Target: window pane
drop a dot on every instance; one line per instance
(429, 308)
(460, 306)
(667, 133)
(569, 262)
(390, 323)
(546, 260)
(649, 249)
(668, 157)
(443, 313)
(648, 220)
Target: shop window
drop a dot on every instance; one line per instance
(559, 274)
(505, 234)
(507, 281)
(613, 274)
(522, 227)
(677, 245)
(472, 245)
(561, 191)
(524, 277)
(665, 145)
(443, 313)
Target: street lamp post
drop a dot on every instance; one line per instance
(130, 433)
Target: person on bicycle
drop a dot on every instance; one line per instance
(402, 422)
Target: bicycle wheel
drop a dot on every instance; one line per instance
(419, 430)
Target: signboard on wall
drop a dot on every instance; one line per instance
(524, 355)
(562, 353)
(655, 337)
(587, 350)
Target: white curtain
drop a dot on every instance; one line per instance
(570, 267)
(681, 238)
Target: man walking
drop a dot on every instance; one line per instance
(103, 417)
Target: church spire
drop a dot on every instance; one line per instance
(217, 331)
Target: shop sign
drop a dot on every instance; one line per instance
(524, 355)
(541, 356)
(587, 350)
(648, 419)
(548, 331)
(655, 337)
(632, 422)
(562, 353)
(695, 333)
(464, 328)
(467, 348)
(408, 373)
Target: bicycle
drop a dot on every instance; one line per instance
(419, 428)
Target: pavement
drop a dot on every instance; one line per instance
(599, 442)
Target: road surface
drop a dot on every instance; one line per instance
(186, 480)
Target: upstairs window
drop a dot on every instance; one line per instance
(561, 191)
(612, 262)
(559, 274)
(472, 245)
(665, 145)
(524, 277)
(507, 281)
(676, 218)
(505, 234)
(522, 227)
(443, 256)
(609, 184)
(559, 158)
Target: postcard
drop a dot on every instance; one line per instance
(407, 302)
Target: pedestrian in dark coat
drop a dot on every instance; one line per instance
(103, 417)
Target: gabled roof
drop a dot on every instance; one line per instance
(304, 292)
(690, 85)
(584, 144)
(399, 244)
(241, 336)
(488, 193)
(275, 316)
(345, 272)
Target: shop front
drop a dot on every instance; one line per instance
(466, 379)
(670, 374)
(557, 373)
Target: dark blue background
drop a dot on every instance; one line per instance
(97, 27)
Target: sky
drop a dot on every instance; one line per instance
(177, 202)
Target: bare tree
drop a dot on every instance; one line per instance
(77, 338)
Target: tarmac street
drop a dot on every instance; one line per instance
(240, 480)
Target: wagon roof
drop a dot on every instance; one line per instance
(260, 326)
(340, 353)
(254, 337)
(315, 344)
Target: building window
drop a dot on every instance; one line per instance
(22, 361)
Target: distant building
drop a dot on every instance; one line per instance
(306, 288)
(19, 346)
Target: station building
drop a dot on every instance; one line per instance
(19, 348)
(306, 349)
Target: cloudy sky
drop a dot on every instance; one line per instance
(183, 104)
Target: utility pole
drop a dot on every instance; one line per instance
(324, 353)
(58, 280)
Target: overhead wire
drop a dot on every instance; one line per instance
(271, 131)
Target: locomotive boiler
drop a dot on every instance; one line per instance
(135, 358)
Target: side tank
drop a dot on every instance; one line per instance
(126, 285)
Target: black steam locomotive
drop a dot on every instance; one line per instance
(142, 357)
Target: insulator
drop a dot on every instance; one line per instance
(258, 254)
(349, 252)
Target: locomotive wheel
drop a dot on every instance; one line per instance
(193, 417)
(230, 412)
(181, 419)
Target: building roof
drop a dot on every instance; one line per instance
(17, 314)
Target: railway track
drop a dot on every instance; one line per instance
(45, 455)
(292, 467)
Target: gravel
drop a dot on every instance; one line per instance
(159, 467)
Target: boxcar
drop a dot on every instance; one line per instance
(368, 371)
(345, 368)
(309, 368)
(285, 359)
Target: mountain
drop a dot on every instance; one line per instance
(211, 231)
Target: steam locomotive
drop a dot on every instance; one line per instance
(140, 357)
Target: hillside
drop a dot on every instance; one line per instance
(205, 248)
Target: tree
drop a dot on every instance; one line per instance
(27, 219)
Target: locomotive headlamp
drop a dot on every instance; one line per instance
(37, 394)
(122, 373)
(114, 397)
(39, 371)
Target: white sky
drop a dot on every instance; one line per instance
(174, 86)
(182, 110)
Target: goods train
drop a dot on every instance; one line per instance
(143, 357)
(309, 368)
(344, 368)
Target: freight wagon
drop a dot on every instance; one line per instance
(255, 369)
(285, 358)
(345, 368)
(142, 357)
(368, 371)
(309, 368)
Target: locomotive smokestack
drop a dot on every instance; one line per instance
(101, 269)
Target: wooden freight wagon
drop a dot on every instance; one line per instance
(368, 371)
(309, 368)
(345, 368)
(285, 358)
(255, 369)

* * *

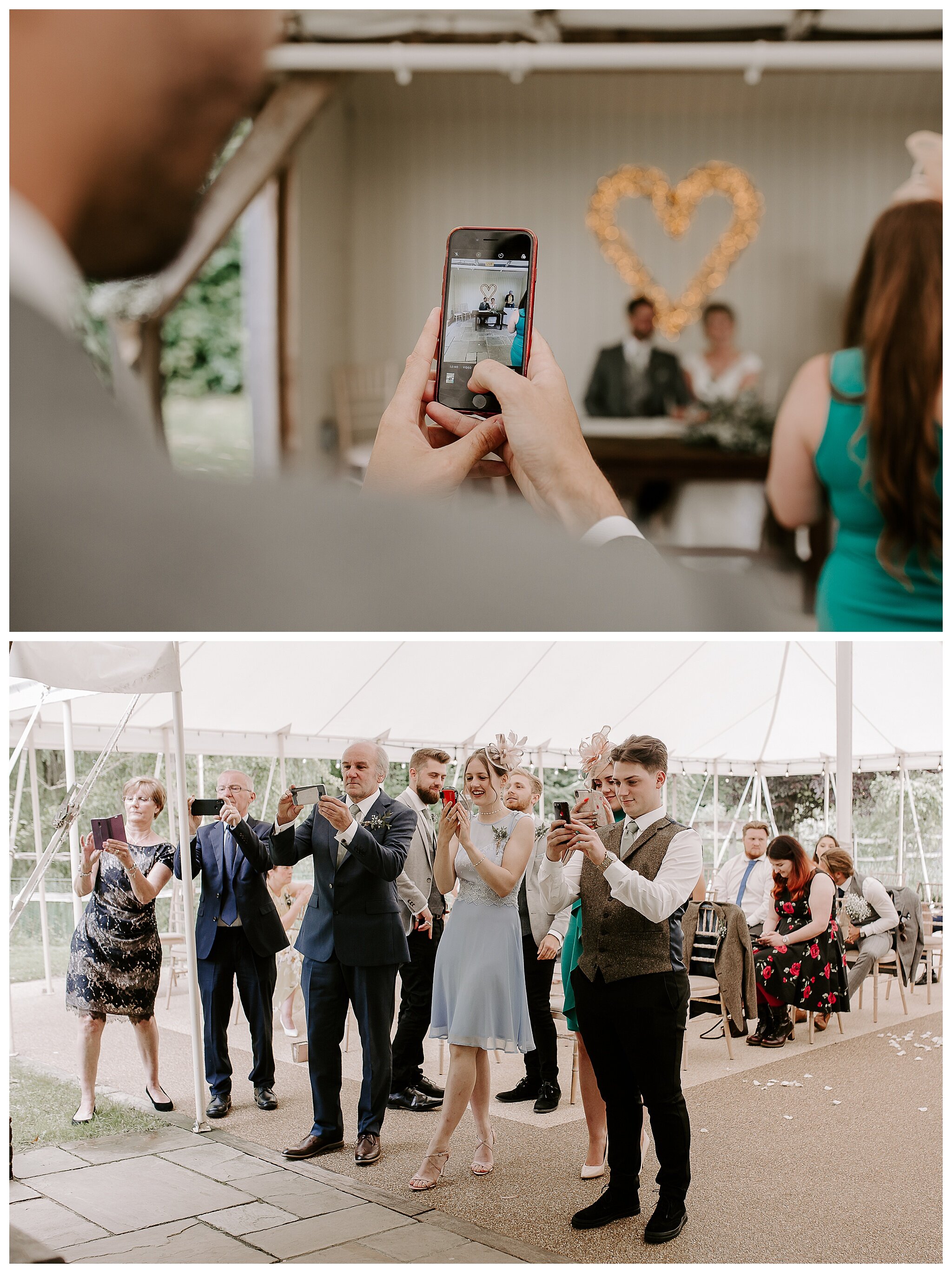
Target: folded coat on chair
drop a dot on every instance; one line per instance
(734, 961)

==

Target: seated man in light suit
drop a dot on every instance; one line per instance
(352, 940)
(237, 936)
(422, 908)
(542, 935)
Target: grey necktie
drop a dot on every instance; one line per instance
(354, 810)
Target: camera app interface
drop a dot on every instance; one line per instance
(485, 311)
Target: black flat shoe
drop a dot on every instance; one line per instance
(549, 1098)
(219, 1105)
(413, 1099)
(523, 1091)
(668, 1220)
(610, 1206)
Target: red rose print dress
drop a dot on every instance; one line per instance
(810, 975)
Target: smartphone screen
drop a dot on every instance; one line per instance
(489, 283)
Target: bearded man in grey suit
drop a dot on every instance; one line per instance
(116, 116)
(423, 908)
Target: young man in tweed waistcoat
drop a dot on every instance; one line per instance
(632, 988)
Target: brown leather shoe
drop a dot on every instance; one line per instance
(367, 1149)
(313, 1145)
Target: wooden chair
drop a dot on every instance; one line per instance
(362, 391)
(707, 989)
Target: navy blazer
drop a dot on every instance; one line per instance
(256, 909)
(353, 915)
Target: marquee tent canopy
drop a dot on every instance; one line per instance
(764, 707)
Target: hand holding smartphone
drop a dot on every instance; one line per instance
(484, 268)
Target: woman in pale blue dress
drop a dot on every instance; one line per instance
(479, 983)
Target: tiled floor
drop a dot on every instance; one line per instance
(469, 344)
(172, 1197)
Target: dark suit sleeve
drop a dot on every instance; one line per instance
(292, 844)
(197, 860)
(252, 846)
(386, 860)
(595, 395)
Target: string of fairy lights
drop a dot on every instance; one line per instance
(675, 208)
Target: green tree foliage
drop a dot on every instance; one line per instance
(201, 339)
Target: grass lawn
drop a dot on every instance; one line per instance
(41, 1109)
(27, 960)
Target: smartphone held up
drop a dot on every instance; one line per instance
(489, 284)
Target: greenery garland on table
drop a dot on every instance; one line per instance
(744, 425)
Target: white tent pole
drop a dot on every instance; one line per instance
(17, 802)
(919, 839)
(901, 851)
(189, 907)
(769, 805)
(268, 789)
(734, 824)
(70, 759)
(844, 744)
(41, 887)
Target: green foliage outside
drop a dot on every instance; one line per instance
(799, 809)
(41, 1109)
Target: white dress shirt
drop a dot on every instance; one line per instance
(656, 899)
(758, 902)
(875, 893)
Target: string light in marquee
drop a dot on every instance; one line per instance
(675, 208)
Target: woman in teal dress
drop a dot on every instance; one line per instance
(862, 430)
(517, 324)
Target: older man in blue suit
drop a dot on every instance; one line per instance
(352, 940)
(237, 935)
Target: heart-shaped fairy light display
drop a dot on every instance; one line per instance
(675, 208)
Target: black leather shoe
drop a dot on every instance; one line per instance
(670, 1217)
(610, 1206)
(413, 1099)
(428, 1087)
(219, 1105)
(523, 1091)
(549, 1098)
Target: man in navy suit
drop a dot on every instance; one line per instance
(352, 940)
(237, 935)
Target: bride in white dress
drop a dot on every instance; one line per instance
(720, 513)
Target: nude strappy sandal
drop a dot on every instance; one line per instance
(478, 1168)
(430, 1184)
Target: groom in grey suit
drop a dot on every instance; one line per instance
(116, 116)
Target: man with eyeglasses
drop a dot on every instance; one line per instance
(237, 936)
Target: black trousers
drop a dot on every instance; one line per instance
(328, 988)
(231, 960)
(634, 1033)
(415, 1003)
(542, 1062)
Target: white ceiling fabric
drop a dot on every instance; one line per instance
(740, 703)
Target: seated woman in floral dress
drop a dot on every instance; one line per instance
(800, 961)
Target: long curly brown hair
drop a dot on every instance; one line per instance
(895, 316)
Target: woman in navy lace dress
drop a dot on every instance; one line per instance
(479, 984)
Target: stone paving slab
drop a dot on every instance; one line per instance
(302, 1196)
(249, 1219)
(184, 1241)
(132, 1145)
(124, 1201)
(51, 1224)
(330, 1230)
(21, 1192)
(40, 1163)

## TASK DETAILS
Identify every line of the entries above that contains the string "shop", treating uppercase and lowercase letters as distinct, and copy each such line in full.

## EXERCISE OUTPUT
Target: shop window
Target: shop sign
Target: shop front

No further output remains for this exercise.